- [OBJECTIVE] Please copy out the data below, swapping each "fruit" for "berry" and keeping everything else the same. Omit the pictures from your answer.

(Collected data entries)
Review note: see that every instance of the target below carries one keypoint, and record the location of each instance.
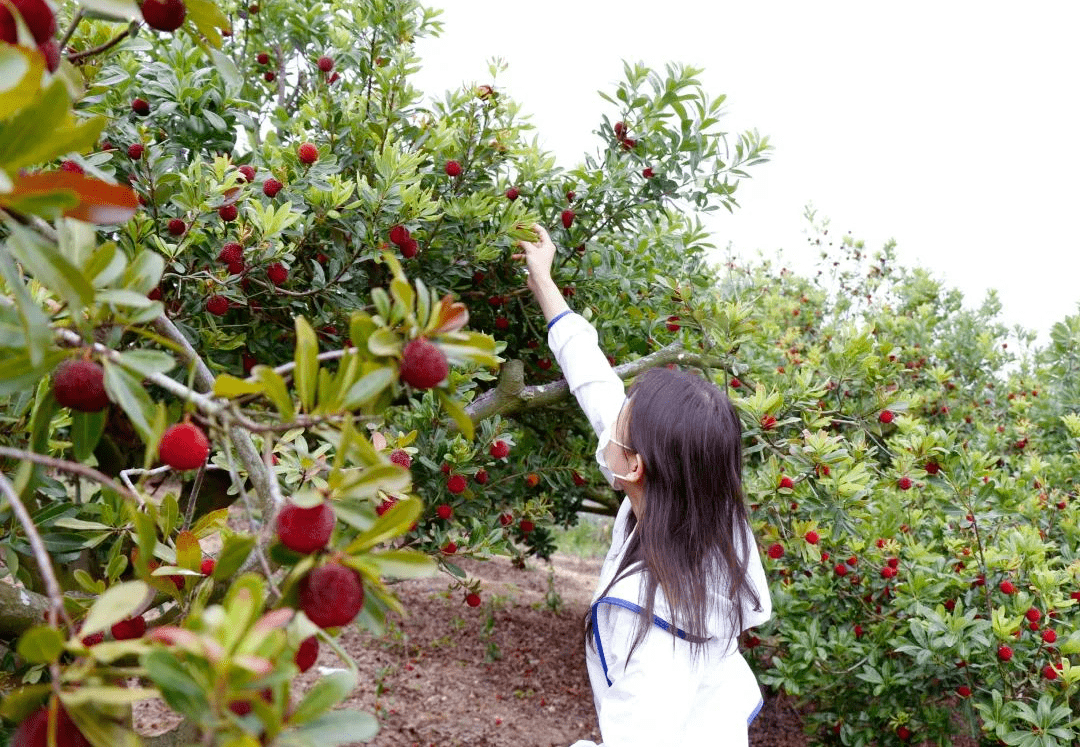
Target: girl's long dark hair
(691, 534)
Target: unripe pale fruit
(80, 384)
(184, 446)
(164, 15)
(423, 365)
(332, 595)
(306, 530)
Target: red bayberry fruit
(423, 365)
(307, 654)
(184, 446)
(307, 152)
(306, 530)
(277, 273)
(130, 628)
(271, 187)
(164, 15)
(332, 595)
(217, 306)
(80, 384)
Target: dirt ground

- [EXERCISE RESULT]
Review note: see that every instance of the target below carries one keypoint, and record the location of each instance.
Target: girl's long dark hair
(691, 534)
Target: unripe pale berry
(80, 384)
(184, 446)
(164, 15)
(423, 365)
(332, 595)
(306, 530)
Target: red bayberry berry
(423, 365)
(307, 654)
(184, 446)
(307, 152)
(306, 530)
(277, 273)
(130, 628)
(271, 187)
(164, 15)
(332, 595)
(217, 306)
(80, 384)
Target: dirt ground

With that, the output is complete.